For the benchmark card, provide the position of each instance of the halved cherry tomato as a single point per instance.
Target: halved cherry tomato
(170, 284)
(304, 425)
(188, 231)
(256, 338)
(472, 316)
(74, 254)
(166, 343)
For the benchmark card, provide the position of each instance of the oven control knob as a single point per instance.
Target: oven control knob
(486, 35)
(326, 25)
++++++++++
#### PROBLEM DESCRIPTION
Format the records above as a two-column CSV with the header row request,answer and one row per record. Put each record's text and its answer in its own quoted field, with line breaks turned into spaces.

#### TASK OUTPUT
request,answer
"For the benchmark card, provide the position of each instance of the halved cherry tomato as a single point per instance. Target: halved cherry tomato","(170, 284) (304, 425) (188, 231) (256, 338) (472, 316) (74, 254) (166, 343)"
"For the benchmark card, provide the position of each instance of the oven control knob as a single point per instance. Target: oven control knob","(486, 35) (326, 25)"